Required work:
Set down all the entries again, word for word.

Record set:
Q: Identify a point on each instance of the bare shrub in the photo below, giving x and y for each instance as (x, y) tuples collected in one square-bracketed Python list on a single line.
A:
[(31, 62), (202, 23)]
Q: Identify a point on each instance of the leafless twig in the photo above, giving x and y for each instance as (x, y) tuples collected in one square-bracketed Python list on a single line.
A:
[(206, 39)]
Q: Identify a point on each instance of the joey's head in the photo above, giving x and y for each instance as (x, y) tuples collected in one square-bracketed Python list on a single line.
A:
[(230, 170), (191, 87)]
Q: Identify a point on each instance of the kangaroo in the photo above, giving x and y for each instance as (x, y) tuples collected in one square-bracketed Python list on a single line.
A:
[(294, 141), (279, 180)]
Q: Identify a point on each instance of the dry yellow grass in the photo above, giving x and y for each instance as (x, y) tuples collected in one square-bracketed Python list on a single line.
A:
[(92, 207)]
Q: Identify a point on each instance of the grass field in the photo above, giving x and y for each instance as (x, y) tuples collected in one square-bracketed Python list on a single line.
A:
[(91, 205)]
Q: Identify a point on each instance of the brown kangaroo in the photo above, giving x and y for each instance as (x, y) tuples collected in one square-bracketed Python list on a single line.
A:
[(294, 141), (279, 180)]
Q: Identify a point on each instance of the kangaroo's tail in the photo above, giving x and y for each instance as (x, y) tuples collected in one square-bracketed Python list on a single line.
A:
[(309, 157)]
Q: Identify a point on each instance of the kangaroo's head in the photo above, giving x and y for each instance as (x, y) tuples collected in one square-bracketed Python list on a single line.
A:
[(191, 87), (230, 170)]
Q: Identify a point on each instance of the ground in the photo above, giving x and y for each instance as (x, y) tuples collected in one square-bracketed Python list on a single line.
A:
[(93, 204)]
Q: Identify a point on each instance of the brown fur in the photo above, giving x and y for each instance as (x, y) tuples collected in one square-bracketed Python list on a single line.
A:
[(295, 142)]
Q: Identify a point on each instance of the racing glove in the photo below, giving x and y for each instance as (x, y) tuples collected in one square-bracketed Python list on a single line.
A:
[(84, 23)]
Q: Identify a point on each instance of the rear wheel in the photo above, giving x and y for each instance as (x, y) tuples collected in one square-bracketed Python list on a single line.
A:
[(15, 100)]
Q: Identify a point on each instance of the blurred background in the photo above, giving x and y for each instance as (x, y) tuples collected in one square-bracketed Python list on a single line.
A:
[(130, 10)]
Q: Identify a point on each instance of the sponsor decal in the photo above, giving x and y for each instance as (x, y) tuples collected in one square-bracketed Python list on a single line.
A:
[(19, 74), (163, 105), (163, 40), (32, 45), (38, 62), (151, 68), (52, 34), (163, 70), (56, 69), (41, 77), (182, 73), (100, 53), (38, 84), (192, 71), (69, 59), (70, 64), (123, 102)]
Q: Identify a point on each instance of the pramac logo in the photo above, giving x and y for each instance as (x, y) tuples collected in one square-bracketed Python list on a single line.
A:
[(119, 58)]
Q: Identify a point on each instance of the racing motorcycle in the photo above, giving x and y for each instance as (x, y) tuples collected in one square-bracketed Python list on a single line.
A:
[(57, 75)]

Response to the exercise:
Q: Identify a point on each instance of the bare shrub in the photo below, giving x and y for each instance as (x, y) tuples collected in one square-bracketed Python list on a single line.
A:
[(31, 62), (202, 23)]
Q: Identify a point on each instance of the leafless twig in the photo above, giving x and y for each instance as (x, y) tuples collected in one square-bracketed Python list on a single line.
A:
[(206, 39)]
Q: Identify a point on each instance of the joey's head in the photo above, giving x and y for each instance as (x, y) tuples collected in one square-bracketed Python list on a single line.
A:
[(230, 170), (191, 87)]
Q: Identify a point on each instance of the kangaroo in the photo above, giving x and y for each instance as (x, y) tuples collected in one square-bracketed Python list on a single line.
A:
[(294, 141), (279, 180)]
Q: Identify a point on each instance of the dry yellow grass in the photo above, giving x and y for each instance as (x, y) tuples collected in one square-bracketed Python list on a single line.
A:
[(92, 207)]
Q: Identify a point on each instance of the grass field in the photo above, giving x and y for each instance as (x, y) tuples collected in one square-bracketed Python list on a single line.
A:
[(91, 205)]
Q: Identify a point on each instance of the brown kangaroo in the photo above, giving x and y for each instance as (x, y) tuples collected in one square-bracketed Python list on a single line.
A:
[(294, 141), (279, 180)]
Q: Identify a point on each instance of the kangaroo's tail in the photo above, giving x and y for each instance as (x, y) tuples collected in one square-bracketed Python list on a single line.
A:
[(309, 157)]
Q: Identify a point on each instance of the kangaroo's head in the photo above, giving x and y for each instance as (x, y) tuples collected in one square-bracketed Python list on a single line.
A:
[(191, 87), (230, 170)]
Q: Identify a point on each instance of the ground in the photo above, giving x and y for each instance as (x, y) tuples collected in one square-bracketed Python list on a single line.
A:
[(93, 204)]
Q: Identify a point on each instance of the brown fur in the photo above, giving x and y for each instance as (x, y) tuples collected in one square-bracketed Python list on a single line.
A:
[(295, 142)]
Q: Identify a point on each instance of the racing glove in the photo below, giving x and y for each instance as (x, y) tuples collected in one square-bracketed Python list on a single line.
A:
[(84, 23)]
Q: Identify a point on each instance of the rear wheel in the photo above, giving x and y for each instance as (x, y) tuples collected in one square-bracketed Python list on a single line.
A:
[(15, 100)]
Q: Identify a point on each instance of the blurred background in the photo above, giving x and y for each instance as (x, y) tuples collected in one square-bracketed Python list on a single line.
A:
[(130, 10)]
Q: Identify a point on each instance of the sponsor decal in the photo above, giving x and y for each instance as (x, y) tuples collected in one square-bracketed Python list on a single line.
A:
[(19, 74), (163, 105), (163, 40), (32, 45), (38, 62), (151, 68), (52, 34), (163, 70), (56, 69), (41, 77), (182, 73), (100, 53), (38, 84), (192, 71), (69, 59), (70, 64), (123, 102)]
Q: Identify a point on each instance of the pramac logo in the photo above, giving x and y for each instance as (x, y) tuples collected in one square-bracketed Python list on a single line.
A:
[(119, 58)]
Q: Identify a point on each instance of the racing motorcycle in the photo above, giving x and y for each instance as (x, y) tuples collected in one square-bracketed Python list on a single line.
A:
[(57, 75)]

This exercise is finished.